◆ Exercise details ◆
Please copy exactly every line from the one that contains "Question. For every instance of the potted" to the end of the data below, with both ends included and no other lines.

◆ Data records ◆

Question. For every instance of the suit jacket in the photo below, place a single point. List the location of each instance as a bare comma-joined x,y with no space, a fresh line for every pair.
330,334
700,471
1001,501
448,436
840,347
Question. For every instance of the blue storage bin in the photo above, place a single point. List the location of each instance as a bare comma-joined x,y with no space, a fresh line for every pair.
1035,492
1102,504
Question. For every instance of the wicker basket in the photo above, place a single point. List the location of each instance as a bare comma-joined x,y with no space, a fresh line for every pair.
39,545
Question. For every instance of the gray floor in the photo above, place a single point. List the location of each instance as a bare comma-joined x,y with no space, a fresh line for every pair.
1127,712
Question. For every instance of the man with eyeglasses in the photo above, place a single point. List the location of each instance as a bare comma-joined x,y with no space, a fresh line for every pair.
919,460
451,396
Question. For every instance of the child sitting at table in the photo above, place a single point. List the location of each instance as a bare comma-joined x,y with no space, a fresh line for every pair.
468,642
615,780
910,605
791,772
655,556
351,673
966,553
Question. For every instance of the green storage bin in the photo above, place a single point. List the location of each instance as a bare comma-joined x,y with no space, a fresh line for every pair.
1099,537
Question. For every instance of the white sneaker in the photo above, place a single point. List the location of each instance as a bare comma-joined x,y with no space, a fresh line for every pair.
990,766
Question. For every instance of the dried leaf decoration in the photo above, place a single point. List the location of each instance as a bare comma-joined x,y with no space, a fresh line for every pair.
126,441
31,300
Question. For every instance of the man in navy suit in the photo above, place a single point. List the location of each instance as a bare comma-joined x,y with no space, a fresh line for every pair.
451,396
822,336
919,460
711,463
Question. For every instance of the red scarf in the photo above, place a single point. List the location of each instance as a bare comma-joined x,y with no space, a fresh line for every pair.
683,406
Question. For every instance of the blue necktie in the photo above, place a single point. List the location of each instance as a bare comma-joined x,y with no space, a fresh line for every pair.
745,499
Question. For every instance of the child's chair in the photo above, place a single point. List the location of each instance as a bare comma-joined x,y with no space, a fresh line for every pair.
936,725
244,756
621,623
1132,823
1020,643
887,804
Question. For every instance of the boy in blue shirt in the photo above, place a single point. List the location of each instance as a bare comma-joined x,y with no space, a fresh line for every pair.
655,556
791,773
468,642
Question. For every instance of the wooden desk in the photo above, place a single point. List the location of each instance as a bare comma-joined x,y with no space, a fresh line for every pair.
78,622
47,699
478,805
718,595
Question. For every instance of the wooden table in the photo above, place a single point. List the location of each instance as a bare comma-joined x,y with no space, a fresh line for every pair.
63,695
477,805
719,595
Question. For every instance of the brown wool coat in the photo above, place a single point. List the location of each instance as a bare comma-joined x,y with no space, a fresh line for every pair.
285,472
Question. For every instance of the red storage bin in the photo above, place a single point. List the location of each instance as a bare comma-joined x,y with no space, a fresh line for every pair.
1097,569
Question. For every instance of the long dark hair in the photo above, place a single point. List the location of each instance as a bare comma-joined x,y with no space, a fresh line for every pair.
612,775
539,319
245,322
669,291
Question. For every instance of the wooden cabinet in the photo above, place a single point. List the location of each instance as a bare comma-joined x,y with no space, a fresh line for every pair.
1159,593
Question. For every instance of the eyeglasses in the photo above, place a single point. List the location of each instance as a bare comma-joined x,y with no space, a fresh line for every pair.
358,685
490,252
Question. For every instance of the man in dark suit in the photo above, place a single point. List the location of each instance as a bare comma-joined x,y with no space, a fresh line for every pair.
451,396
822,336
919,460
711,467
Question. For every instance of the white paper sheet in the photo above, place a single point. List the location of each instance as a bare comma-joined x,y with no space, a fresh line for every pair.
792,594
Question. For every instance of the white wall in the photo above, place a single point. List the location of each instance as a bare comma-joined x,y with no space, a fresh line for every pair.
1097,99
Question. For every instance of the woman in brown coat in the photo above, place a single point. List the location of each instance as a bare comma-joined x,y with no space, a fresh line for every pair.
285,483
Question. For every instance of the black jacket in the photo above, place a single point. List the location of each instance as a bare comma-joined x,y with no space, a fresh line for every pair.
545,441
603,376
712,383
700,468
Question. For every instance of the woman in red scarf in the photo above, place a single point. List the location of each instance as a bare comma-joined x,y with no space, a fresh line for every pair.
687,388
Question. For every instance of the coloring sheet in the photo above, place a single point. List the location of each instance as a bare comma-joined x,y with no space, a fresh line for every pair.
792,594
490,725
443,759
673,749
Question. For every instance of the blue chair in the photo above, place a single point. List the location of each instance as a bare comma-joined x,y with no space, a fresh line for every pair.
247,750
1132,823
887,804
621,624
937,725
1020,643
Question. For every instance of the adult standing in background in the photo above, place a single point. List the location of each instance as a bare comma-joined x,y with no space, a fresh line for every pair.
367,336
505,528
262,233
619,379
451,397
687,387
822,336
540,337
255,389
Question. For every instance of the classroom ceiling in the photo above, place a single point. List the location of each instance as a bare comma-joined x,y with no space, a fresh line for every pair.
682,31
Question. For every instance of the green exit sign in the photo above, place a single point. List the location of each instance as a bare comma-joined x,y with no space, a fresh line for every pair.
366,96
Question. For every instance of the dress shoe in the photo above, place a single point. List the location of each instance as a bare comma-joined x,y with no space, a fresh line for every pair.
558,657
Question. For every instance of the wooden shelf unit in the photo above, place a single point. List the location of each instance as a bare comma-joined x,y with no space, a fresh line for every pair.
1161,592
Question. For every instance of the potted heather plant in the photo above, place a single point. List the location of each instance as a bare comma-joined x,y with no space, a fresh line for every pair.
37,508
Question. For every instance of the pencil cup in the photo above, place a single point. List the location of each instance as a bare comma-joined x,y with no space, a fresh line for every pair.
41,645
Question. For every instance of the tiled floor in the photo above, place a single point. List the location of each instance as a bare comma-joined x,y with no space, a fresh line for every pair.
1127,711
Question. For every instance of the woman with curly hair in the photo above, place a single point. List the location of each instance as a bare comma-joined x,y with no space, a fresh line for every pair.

◆ Reply to the task ◆
Question. For every instance of the potted heather plant in the photo above, place a single point. List the location of each instance as a bare comma-joined x,y with no space, a fresh line for every pair.
37,508
Question. For every instance of the pencil cup in the photo above, place a single point. List the location of each instance as a bare comma-joined x,y with no space, a fresh line for every pair.
41,645
Question. For every instance of the tiled floor in the photo above, place a single point. List the location of each instance as a bare comma-joined x,y with no space, a fresh line for every pair.
1127,711
Question. For every instance of the woman with curly hair in the photo above, place a single point. List the location of each instance as a bare comma-joined x,y with no space, a fresh line for every pair.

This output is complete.